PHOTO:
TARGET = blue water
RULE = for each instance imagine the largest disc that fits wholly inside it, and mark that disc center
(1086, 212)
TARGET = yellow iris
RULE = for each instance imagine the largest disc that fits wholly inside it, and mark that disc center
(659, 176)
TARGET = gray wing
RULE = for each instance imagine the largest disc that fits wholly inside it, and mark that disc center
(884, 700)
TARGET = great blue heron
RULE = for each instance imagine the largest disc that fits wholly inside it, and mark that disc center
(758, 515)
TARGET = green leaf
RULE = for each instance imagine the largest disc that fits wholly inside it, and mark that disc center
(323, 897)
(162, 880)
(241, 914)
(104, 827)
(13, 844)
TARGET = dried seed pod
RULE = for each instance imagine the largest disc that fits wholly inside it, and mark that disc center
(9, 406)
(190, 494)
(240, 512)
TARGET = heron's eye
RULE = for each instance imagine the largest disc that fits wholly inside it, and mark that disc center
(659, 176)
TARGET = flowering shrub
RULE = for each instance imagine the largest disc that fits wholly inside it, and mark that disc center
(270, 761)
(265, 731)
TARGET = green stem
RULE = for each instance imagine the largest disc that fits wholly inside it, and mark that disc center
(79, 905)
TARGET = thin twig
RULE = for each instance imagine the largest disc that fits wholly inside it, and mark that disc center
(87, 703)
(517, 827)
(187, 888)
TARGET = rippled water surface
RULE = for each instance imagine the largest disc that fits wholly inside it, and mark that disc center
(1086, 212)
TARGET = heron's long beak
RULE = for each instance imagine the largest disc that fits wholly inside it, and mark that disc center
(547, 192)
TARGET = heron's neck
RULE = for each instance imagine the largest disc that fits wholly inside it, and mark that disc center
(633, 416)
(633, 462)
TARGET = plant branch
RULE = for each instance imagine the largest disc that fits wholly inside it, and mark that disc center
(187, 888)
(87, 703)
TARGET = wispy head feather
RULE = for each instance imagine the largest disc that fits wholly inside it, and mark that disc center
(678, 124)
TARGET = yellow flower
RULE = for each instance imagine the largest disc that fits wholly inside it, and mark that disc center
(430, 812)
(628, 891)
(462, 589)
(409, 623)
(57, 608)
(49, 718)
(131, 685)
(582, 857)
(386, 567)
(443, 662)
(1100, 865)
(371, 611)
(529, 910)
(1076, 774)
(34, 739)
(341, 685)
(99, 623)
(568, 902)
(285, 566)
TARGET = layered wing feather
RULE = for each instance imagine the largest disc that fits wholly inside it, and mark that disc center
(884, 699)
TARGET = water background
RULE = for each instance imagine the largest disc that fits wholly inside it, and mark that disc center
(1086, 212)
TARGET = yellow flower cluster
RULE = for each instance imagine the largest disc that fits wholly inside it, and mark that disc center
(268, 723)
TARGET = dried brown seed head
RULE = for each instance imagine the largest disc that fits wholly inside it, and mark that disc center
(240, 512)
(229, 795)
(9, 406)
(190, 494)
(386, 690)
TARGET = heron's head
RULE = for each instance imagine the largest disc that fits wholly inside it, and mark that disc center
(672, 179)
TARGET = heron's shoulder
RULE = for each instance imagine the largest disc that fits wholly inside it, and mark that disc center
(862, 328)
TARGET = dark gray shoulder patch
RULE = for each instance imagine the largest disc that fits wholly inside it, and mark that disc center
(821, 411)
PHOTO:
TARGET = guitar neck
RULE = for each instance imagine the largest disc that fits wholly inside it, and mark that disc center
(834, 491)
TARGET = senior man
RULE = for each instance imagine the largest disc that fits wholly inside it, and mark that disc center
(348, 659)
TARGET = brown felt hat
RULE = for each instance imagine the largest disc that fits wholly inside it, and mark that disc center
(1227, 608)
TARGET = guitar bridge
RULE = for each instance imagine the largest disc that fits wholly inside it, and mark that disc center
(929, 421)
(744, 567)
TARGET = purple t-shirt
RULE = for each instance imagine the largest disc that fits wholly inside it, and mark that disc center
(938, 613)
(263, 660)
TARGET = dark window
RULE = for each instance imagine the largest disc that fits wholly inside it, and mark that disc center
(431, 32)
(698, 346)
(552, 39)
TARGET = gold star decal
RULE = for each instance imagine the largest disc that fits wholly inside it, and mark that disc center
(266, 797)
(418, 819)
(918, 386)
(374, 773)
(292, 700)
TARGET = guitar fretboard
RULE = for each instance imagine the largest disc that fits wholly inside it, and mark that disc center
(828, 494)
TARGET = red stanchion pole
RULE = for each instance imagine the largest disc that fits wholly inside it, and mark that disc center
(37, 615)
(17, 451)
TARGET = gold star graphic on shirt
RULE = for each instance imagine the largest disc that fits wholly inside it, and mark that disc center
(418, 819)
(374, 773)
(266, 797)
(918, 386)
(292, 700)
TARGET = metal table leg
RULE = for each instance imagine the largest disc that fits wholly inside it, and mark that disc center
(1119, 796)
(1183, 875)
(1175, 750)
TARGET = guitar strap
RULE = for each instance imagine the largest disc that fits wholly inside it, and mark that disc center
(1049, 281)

■ Problem:
Word for word, quote the lines from the line containing "TARGET = purple t-shirt" through the end of the material, both included, and nothing else.

■ Written solution:
TARGET = purple t-shirt
RULE = for each instance imagine the largest disc that fits wholly inside it, and mark that disc center
(938, 613)
(263, 660)
TARGET = dark window
RULE = for each instance imagine the largest disc that fits wholly inside it, and mark that disc center
(431, 32)
(698, 346)
(552, 39)
TARGET = gold star decal
RULE = for each instance imagine the largest disc that fits wholly inside it, and mark that disc center
(266, 797)
(418, 819)
(918, 386)
(374, 773)
(292, 700)
TARGET = guitar fretboard
RULE = for each instance imagine the largest disc that fits wholly inside it, and mark that disc center
(828, 494)
TARGET = red stanchion pole
RULE = for each instance imagine the largest disc that fits wholly inside it, and mark that disc center
(37, 615)
(17, 451)
TARGET = gold star graphic on shirt
RULE = for each instance imagine the largest disc that fits wholly inside it, and mark that disc center
(418, 819)
(374, 773)
(266, 797)
(918, 386)
(292, 700)
TARGET = metal table leg
RULE = for each instance imagine the largest disc that fits wholly inside it, and mark that disc center
(1119, 796)
(1183, 875)
(1175, 750)
TARGET = guitar strap
RULE = for each instance imagine the largest disc that fits wholly inside it, and mark that disc center
(1049, 281)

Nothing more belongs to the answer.